**Required action:** Each entry should be written out once more, exactly as given below.

**Data provided:**
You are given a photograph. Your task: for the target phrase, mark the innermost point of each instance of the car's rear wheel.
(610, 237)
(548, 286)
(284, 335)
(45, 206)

**Output:**
You are given a photograph. Your task: for the target phrase, mark the innermost point of each instance of the car's rear wheel.
(610, 237)
(548, 286)
(284, 335)
(45, 206)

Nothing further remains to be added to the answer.